La solemnidad de Todos los Santos comenzó a celebrarse a
finales del siglo IX, y es una celebración que resume y concentra en un día
todo el santoral del año, pero que principalmente recuerda a los santos
anónimos sin hornacina ni imagen reconocible en los retablos, a esos innumerables
testigos fieles del Evangelio y seguidores de las Bienaventuranzas[1].
Esta solemnidad celebra a los que han sabido hacerse pobres en el espíritu, a
los sufridos, a los pacíficos, a los defensores de la justicia, a los
perseguidos, a los misericordiosos, a los limpios de corazón, o si se prefiere,
digámoslo con palabras más modernas: hombres
y mujeres, de toda raza, edad y condición, que se desvivieron por los demás,
que vencieron el egoísmo, que perdonaron siempre.
Era Bernanos quien decía: “He perdido la infancia y no
la puedo reconquistar sino por medio de la santidad”[2].
¿Qué es, pues, la santidad? La santidad es vivir día a día, en medio de los
problemas y las alegrías el espíritu de las Bienaventuranzas que acabamos de
escuchar en el evangelio. Vivir en pobreza, mansedumbre, justicia, pureza, paz,
misericordia, en apertura y donación.

===

• Trabajo por hacer:
a – Cita el extracto sobre Todos los Santos desde "Esta solemnidad celebra" y continúa hasta "que perdonaron siempre.".
b – Según el extracto sobre Todos los Santos, ¿en qué época comenzó a celebrarse esta solemnidad?

===

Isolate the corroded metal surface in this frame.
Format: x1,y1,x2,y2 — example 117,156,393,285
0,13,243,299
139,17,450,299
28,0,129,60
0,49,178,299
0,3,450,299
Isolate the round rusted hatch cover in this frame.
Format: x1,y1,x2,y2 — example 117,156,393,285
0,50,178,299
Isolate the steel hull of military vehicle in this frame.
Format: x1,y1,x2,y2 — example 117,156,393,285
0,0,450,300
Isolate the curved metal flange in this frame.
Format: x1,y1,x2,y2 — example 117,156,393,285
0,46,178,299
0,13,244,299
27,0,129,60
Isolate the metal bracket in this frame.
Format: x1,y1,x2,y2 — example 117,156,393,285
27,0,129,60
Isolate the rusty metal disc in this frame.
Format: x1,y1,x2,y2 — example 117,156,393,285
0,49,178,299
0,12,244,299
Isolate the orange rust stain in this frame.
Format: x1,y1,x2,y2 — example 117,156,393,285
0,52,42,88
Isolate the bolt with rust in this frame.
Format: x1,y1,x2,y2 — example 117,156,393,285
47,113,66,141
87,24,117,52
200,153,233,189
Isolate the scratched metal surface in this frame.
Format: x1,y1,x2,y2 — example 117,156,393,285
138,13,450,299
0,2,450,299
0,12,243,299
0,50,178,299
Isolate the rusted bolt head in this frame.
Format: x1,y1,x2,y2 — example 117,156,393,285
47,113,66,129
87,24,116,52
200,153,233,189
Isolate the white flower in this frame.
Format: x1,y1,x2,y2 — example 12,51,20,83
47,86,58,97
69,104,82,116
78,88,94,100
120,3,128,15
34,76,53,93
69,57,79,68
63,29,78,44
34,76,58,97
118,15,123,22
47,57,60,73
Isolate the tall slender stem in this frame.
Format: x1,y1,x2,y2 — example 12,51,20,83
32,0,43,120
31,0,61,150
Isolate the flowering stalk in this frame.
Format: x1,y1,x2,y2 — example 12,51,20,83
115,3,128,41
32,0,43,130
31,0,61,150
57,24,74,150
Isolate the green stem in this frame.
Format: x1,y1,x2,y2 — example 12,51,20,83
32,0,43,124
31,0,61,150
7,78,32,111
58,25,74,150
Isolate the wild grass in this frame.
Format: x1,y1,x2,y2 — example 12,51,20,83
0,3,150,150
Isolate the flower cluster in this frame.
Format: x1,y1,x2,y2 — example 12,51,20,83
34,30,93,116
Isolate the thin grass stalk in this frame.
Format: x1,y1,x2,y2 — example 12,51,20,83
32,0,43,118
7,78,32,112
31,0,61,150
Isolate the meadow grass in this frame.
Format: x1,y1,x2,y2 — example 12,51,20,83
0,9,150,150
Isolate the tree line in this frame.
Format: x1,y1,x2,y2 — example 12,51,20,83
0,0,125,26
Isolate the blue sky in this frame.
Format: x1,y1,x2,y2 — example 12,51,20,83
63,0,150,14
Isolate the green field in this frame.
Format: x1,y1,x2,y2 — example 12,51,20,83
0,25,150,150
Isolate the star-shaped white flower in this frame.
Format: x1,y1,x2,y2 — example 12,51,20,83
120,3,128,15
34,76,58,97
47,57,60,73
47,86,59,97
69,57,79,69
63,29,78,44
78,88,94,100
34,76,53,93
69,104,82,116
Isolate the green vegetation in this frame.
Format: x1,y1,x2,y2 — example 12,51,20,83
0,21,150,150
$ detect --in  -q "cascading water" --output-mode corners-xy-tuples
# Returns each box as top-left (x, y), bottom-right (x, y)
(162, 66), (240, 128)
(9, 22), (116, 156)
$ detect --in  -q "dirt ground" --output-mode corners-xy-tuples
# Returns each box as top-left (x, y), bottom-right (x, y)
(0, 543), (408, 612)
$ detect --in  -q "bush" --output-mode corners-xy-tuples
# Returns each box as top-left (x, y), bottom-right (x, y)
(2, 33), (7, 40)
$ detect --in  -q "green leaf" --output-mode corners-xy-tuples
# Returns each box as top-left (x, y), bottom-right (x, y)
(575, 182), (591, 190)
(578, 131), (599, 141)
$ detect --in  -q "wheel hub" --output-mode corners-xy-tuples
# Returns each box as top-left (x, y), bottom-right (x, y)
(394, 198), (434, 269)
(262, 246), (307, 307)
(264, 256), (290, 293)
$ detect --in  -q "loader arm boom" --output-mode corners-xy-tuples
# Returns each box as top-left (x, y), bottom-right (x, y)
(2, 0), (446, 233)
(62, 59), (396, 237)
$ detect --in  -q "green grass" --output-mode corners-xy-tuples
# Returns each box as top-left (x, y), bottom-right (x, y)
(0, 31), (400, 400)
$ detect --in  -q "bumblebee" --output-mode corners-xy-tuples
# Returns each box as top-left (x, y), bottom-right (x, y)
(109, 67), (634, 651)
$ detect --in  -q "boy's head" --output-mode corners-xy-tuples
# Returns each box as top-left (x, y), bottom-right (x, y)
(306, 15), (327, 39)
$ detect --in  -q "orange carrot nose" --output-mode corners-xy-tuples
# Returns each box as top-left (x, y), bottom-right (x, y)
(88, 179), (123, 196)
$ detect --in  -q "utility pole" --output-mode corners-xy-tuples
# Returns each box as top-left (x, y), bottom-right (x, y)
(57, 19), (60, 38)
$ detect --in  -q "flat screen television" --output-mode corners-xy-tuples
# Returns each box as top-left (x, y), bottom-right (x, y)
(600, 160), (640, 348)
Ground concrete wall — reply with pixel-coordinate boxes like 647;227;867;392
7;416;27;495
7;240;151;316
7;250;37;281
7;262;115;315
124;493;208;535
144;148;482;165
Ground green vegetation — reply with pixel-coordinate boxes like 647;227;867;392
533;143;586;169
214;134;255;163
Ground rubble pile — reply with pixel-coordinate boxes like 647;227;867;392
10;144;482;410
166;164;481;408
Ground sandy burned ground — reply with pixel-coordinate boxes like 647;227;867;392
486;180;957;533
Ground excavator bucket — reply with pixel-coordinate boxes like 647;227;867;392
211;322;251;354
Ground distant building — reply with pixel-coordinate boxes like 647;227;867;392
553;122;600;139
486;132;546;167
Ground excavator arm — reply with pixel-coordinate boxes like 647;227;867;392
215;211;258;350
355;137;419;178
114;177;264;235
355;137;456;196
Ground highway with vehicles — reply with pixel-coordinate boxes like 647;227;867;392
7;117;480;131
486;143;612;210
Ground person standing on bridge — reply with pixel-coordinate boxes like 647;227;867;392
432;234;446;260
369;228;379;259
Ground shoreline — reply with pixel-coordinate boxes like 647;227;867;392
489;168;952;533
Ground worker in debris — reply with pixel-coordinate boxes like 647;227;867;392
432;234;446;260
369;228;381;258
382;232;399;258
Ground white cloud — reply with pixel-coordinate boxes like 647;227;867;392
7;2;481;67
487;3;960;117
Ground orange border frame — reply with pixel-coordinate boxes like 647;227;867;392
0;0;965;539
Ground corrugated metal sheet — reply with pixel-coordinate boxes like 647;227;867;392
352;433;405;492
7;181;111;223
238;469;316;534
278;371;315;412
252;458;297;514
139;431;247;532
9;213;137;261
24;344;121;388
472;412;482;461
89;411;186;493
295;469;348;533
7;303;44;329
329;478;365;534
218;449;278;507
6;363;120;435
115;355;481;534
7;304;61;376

===

• Resultados esperados:
a –
Esta solemnidad celebra a los que han sabido hacerse pobres en el espíritu, a
los sufridos, a los pacíficos, a los defensores de la justicia, a los
perseguidos, a los misericordiosos, a los limpios de corazón, o si se prefiere,
digámoslo con palabras más modernas: hombres
y mujeres, de toda raza, edad y condición, que se desvivieron por los demás,
que vencieron el egoísmo, que perdonaron siempre.

b – A finales del siglo IX.